**What the exercise asks**
Could you reproduce all of the entries below without a single change?

**Data shown**
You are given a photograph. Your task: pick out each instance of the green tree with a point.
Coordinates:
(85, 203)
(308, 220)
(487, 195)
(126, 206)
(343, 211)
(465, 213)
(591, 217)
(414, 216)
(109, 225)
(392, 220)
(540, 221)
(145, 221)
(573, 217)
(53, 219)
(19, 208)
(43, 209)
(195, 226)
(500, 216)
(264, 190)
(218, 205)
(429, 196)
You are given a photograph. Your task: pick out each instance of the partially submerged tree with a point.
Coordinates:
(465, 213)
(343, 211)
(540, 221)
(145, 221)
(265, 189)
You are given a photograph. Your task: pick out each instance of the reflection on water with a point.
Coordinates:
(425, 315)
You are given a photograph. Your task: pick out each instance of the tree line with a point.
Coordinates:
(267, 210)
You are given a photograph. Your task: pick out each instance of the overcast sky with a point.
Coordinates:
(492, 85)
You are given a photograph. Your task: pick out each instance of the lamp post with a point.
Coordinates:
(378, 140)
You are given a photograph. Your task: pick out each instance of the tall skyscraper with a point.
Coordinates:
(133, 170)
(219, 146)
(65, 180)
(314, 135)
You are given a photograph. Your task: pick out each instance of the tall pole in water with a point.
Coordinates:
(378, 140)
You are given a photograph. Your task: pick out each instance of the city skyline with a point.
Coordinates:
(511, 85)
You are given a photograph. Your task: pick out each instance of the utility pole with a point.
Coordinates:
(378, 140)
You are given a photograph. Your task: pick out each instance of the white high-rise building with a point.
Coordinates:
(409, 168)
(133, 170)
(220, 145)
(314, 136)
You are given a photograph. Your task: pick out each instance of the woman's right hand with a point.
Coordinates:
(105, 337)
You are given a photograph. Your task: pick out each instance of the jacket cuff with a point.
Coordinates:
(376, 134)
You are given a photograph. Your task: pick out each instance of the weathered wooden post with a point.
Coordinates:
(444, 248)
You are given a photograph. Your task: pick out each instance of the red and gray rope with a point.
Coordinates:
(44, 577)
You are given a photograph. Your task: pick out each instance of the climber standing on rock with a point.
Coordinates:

**Task response**
You are given a photograph. Your task: pick out each instance of the green tree with a point.
Coordinates:
(85, 203)
(308, 220)
(487, 195)
(126, 206)
(343, 211)
(465, 213)
(591, 217)
(414, 216)
(109, 225)
(392, 220)
(540, 221)
(145, 221)
(573, 217)
(53, 219)
(19, 208)
(43, 209)
(195, 226)
(500, 216)
(264, 190)
(218, 205)
(429, 196)
You are given a photograph. Your task: pick out each instance of the partially submerged tree with a point.
Coordinates:
(465, 213)
(343, 211)
(540, 221)
(145, 221)
(265, 189)
You are given a photograph. Your task: pick out each instance of the reflection on water with a point.
Coordinates:
(425, 315)
You are given a photograph. Your task: pick out each instance of the tree line with a point.
Coordinates:
(267, 210)
You are given a photograph. Your task: pick out each instance of the overcast sky with a point.
Coordinates:
(492, 85)
You are given a photograph. Your task: pick out each instance of the lamp post with a point.
Coordinates:
(378, 140)
You are given a photograph. Your task: pick out each instance of the tall skyscraper with a point.
Coordinates:
(133, 170)
(219, 146)
(65, 180)
(314, 135)
You are given a photograph. Your task: pick out each instance of the tall pole in water with a point.
Coordinates:
(378, 140)
You are given a photograph. Your task: pick out each instance of the city skyline with a point.
Coordinates:
(511, 85)
You are given a photograph. Your task: pick out each instance of the utility pole with a point.
Coordinates:
(378, 140)
You are given a photograph. Your task: pick out each instance of the white high-rise building with a point.
Coordinates:
(409, 168)
(133, 170)
(220, 145)
(314, 136)
You are given a photograph. Your task: pick out each instance of the woman's right hand with a point.
Coordinates:
(105, 337)
You are given a photograph. Your task: pick out each instance of the jacket cuff with a point.
Coordinates:
(376, 134)
You are given a photograph. Your task: pick out each instance of the weathered wooden post with a point.
Coordinates:
(444, 248)
You are given a photograph. Your task: pick out each instance of the red and gray rope with a point.
Coordinates:
(44, 577)
You are given a photograph. Your task: pick out each instance of the climber standing on rock with a point.
Coordinates:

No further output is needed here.